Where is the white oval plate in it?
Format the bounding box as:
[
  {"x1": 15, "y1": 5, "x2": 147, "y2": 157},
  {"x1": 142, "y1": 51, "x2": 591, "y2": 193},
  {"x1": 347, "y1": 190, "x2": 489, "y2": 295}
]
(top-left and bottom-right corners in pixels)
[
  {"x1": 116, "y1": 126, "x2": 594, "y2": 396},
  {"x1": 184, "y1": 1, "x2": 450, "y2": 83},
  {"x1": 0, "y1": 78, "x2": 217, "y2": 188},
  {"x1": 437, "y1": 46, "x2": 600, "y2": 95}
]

:::::

• [Exercise]: Retype the material above line for line, with no changes.

• [The output]:
Where is the white oval plate in it?
Format the bounding box as:
[
  {"x1": 15, "y1": 5, "x2": 147, "y2": 157},
  {"x1": 142, "y1": 51, "x2": 591, "y2": 193},
  {"x1": 347, "y1": 190, "x2": 489, "y2": 295}
]
(top-left and bottom-right corners in pixels)
[
  {"x1": 116, "y1": 126, "x2": 594, "y2": 396},
  {"x1": 184, "y1": 1, "x2": 450, "y2": 83},
  {"x1": 0, "y1": 78, "x2": 217, "y2": 188},
  {"x1": 437, "y1": 46, "x2": 600, "y2": 95}
]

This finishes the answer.